▶ Aim: Write out exactly, please, the lines from the one containing "Mark every instance of the car headlight" to the end of the material.

[Position identification records]
↓
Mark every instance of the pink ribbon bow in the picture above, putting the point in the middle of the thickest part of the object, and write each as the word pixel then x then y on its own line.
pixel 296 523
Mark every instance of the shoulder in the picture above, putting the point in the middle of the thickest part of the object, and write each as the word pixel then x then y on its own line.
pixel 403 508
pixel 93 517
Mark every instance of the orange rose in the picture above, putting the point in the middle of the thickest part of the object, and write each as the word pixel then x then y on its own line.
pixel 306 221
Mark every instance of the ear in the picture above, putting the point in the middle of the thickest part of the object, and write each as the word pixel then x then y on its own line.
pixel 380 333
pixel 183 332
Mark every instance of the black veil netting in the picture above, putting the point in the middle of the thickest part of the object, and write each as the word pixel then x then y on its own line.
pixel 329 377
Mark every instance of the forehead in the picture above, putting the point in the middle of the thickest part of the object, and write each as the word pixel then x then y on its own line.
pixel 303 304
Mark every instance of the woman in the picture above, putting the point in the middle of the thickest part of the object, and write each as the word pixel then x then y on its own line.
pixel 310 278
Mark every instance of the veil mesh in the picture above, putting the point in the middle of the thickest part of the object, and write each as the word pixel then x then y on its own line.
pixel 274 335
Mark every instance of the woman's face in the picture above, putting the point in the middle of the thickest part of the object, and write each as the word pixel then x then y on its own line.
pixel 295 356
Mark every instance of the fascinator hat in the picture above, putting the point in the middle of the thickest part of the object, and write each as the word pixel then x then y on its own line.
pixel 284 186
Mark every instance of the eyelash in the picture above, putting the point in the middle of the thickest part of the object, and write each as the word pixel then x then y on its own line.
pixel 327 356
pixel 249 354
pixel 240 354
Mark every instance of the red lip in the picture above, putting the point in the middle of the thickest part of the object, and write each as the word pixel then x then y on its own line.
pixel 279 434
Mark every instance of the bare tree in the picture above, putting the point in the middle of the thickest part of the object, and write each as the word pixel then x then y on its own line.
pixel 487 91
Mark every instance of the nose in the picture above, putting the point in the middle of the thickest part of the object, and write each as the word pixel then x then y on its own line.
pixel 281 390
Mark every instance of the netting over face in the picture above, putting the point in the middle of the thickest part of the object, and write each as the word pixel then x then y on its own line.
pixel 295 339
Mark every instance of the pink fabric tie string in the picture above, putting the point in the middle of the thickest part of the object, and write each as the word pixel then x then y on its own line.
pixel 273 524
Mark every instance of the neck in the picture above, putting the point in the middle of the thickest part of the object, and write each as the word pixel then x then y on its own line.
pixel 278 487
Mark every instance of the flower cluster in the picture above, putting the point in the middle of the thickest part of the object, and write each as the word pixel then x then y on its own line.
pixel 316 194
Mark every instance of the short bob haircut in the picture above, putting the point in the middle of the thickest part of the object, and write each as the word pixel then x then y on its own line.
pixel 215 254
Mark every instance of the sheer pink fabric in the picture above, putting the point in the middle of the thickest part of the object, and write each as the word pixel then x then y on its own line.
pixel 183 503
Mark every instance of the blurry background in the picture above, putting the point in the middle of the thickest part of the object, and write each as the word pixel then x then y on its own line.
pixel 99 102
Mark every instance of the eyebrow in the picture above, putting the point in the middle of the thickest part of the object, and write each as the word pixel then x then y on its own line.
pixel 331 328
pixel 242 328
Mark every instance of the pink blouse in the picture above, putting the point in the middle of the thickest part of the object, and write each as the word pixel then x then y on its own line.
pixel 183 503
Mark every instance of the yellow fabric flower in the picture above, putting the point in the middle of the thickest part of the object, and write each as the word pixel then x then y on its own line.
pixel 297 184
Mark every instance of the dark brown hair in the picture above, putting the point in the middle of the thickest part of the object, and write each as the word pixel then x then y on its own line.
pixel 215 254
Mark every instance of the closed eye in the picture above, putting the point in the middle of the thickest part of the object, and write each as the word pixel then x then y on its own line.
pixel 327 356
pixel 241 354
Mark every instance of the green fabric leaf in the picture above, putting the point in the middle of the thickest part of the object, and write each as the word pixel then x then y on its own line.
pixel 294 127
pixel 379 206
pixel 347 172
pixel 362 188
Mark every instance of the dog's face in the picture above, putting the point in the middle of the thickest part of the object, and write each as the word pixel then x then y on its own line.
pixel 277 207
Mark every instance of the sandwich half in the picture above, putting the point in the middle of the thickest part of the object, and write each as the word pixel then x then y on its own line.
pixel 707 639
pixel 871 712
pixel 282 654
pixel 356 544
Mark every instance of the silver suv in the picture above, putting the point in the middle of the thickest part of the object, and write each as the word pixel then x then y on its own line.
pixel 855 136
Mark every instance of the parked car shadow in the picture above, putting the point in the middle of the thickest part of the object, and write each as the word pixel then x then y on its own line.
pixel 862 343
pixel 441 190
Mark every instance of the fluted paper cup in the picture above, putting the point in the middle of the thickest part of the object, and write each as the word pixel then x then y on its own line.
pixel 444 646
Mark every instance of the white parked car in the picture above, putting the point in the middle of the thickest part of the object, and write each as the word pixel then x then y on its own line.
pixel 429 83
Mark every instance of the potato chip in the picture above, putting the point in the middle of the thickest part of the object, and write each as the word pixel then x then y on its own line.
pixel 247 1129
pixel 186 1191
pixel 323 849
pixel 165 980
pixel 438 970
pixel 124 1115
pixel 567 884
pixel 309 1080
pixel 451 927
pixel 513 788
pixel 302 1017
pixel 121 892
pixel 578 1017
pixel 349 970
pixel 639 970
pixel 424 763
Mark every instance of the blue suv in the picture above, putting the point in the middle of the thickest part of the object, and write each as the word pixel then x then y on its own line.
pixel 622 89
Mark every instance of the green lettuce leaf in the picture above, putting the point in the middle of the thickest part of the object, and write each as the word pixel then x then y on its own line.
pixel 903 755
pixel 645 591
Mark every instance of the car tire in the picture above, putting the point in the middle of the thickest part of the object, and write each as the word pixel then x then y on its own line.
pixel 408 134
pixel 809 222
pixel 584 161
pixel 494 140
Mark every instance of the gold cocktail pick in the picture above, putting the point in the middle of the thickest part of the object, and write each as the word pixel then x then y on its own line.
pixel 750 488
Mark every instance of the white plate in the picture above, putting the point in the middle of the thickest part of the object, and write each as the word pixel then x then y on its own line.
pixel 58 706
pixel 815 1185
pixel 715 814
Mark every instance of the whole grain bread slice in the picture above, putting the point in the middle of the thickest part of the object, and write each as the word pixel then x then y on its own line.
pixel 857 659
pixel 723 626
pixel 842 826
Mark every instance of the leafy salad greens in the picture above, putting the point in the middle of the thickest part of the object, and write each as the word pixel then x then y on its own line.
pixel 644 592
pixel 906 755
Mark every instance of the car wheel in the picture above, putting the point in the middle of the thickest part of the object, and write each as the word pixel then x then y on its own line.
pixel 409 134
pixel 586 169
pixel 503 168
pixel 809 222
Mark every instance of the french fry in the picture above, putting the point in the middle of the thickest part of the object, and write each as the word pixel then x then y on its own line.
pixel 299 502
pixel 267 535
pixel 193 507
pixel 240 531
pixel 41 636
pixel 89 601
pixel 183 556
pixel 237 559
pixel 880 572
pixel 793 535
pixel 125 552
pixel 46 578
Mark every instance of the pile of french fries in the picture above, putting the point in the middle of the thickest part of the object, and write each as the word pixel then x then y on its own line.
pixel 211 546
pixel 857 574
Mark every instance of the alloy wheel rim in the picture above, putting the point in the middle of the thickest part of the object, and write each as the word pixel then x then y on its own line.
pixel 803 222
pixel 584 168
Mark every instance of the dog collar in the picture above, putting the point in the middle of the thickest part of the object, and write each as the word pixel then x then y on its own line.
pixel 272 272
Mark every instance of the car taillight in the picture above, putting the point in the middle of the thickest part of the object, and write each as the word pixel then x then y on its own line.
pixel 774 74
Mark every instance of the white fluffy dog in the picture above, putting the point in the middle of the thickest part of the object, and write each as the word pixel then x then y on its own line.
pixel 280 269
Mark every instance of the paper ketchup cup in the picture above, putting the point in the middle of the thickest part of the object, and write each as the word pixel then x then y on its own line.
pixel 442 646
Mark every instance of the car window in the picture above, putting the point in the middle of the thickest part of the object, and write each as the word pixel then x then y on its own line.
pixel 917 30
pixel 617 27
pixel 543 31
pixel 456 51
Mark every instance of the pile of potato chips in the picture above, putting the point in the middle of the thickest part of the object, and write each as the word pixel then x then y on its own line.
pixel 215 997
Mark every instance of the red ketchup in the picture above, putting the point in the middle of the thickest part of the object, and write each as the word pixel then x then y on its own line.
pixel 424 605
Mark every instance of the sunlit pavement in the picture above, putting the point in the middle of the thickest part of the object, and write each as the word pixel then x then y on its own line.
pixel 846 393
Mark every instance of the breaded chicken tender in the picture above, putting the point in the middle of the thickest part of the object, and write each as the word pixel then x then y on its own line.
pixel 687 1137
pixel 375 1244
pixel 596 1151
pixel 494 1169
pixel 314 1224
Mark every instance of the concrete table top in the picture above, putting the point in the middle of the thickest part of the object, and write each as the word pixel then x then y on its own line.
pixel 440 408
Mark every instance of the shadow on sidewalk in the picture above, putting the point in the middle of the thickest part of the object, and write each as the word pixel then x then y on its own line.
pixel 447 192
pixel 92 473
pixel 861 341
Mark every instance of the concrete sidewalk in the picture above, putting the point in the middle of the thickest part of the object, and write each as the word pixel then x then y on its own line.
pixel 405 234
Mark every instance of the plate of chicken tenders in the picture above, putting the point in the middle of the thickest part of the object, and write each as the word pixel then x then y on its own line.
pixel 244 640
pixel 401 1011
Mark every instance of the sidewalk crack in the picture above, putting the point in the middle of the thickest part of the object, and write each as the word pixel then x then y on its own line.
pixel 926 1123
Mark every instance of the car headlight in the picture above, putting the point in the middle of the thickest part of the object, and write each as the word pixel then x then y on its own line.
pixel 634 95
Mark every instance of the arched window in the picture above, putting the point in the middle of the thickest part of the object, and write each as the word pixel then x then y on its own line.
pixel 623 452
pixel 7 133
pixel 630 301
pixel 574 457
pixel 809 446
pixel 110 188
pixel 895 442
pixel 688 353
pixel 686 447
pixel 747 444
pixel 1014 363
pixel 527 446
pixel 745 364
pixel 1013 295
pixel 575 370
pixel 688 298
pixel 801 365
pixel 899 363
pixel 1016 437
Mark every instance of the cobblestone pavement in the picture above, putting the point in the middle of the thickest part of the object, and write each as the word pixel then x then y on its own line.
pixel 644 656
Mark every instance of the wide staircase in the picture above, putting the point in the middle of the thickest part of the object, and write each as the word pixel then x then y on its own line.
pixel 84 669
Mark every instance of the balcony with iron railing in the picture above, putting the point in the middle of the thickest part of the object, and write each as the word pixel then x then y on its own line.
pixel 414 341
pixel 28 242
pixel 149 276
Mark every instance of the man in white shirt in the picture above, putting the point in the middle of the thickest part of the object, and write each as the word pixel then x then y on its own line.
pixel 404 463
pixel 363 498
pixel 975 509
↑
▶ Full answer:
Mark every instance of the car headlight in the picture above, putting the point in the middle of the thickest part of the object, and write each as the word pixel then x then y on its own line.
pixel 634 95
Mark every instance of the arched window in the picture above, putting the point in the middle of the thickest part of the object, and write each as the word pixel then x then y on its own line.
pixel 623 452
pixel 7 133
pixel 630 301
pixel 574 457
pixel 809 446
pixel 110 188
pixel 895 442
pixel 688 353
pixel 686 447
pixel 747 444
pixel 1014 363
pixel 527 446
pixel 745 364
pixel 1013 295
pixel 575 370
pixel 688 298
pixel 801 365
pixel 899 363
pixel 1016 437
Mark every instance of the cobblestone pavement in the picture above, putting the point in the middle of the thickest part of the object, and write each as the word pixel then x then y on its own line.
pixel 644 656
Mark every instance of the wide staircase in the picture above, putting the point in the middle of the thickest part of the object, and write each as the word pixel then x then y on its own line.
pixel 84 669
Mark every instance of the balcony with iron railing in the picture above, putting the point in the middle of the thickest part of the object, and write each as the word pixel then x then y on its own line.
pixel 414 341
pixel 28 242
pixel 149 276
Mark every instance of the man in white shirt in the picture above, putting the point in the middle of the thickest part of the object, and write each as the word pixel then x then y on its own line.
pixel 404 463
pixel 363 498
pixel 975 509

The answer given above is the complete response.